§ **ZIEL**:
Bitte gib die Einträge ab der Zeile mit „Provide the location of each instance of the red bell“ bis zum Ende der Einträge Zeichen für Zeichen wieder, beide Enden eingeschlossen.

---

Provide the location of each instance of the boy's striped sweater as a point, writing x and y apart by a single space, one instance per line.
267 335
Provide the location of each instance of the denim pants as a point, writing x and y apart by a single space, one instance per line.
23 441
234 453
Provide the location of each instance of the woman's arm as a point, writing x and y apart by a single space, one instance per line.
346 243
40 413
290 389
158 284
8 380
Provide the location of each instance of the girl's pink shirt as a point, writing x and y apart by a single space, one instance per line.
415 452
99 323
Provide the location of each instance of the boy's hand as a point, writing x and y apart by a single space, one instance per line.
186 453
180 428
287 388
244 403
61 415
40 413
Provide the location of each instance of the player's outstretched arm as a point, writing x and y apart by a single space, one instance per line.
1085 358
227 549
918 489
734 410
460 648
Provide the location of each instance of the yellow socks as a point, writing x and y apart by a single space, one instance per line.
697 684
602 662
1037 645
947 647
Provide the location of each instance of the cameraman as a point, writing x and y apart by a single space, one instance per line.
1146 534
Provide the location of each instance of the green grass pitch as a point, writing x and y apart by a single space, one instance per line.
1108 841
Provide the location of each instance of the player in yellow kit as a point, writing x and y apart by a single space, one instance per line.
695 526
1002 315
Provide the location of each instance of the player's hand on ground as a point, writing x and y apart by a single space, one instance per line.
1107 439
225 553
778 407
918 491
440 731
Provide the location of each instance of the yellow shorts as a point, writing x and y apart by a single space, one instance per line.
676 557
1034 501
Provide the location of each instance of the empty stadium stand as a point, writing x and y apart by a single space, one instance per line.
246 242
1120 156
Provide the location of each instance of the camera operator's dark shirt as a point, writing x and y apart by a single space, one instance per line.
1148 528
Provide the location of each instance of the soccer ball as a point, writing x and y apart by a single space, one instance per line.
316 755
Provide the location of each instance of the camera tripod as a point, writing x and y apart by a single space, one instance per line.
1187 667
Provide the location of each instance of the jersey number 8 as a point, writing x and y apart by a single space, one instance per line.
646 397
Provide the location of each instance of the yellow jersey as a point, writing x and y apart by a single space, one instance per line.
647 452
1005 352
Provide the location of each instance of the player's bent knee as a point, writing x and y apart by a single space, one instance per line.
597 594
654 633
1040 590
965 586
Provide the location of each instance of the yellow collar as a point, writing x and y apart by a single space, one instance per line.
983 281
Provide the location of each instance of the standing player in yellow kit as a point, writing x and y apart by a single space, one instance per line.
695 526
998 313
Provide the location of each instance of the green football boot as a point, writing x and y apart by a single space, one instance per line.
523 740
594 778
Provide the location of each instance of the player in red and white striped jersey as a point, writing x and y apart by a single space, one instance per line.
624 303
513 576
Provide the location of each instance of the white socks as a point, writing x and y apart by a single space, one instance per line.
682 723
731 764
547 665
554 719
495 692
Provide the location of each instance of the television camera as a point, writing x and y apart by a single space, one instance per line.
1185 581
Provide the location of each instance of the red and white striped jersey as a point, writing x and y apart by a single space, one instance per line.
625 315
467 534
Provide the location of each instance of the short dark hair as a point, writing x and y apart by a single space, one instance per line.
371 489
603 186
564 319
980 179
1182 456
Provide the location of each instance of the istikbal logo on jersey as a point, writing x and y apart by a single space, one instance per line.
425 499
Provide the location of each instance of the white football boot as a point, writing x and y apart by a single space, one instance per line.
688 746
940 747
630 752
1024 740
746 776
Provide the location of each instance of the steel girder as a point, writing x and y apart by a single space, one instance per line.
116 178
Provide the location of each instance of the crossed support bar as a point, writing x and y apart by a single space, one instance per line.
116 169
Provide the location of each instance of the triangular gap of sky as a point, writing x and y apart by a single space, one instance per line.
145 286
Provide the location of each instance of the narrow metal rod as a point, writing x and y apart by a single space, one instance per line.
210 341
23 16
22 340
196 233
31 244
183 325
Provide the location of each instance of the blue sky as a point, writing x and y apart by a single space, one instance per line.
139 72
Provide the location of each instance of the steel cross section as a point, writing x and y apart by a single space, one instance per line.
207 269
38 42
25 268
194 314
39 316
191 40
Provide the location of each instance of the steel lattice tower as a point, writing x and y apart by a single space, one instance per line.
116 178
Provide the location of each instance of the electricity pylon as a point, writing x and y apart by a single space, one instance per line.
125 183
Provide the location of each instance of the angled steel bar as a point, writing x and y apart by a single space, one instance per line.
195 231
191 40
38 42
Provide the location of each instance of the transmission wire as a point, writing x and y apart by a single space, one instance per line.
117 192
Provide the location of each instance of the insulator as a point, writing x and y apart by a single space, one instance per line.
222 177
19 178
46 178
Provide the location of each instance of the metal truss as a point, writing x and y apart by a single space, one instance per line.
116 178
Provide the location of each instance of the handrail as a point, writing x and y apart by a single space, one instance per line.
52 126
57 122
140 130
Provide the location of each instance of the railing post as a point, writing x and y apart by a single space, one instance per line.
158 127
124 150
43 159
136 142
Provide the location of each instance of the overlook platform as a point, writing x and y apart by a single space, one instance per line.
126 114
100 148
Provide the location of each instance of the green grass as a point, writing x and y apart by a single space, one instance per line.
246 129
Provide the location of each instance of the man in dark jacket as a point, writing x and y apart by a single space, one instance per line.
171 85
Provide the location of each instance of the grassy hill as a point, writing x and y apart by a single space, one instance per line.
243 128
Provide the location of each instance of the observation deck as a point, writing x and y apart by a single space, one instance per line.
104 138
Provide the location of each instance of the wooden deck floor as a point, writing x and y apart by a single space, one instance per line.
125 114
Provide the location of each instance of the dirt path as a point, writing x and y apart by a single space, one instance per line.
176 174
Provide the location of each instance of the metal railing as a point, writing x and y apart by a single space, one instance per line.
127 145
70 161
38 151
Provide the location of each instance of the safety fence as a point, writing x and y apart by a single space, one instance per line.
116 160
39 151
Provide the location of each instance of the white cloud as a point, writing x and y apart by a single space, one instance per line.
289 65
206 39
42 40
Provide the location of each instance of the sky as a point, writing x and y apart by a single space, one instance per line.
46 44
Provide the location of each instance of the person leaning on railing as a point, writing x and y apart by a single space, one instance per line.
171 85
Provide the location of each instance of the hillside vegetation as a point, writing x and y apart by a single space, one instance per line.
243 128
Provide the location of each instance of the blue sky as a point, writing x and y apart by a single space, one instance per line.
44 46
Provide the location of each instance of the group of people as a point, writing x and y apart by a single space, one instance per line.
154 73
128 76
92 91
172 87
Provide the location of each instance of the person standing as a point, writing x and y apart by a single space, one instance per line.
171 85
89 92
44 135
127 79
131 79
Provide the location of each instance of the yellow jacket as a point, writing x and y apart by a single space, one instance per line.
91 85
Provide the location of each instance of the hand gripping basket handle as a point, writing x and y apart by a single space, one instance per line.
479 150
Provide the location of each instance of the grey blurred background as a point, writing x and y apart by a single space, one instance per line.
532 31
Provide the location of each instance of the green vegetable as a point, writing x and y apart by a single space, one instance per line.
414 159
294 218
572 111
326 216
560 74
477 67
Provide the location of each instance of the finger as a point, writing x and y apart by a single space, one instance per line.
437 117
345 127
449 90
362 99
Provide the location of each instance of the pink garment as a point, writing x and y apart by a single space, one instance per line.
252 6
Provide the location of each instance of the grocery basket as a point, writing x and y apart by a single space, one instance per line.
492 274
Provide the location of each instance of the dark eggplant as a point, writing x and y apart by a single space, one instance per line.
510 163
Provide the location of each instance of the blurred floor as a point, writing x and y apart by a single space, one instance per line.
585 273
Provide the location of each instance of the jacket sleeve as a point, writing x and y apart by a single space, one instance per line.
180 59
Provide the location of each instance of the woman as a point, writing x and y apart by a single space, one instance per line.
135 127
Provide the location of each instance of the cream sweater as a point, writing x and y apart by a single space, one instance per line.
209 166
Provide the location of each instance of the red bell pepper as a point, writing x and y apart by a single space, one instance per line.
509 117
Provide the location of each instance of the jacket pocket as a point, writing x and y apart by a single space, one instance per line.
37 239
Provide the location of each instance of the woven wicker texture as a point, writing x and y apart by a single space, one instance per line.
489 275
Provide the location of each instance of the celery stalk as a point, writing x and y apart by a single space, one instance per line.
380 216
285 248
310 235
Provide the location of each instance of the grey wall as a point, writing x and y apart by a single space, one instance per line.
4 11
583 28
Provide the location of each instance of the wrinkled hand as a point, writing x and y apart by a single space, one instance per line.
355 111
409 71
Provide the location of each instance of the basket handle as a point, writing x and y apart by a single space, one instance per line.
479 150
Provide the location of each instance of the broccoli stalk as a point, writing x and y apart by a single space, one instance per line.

---

§ **BEARBEITETE AUFGABE**:
Provide the location of each instance of the red bell pepper as a point, writing x and y apart by a single space, one instance per line.
509 117
Provide the location of each instance of the jacket pocket as a point, writing x and y apart by a single space, one instance per line.
37 239
Provide the location of each instance of the woven wicker texture as a point, writing x and y apart by a single space, one instance per line.
489 275
Provide the location of each instance of the celery stalk as a point, writing x and y apart by a single space, one instance per line.
380 216
285 248
310 235
Provide the location of each instance of the grey wall as a point, writing x and y apart by a single space, one instance per line.
4 11
583 28
Provide the location of each instance of the wrinkled hand as a point, writing x and y apart by a single space, one instance per line.
355 111
409 71
Provide the location of each instance of the basket handle as a point, writing x and y apart by a single space, one instance per line.
479 150
Provide the location of each instance of the broccoli stalk as a point, writing x and y apart by a single space, one instance per line.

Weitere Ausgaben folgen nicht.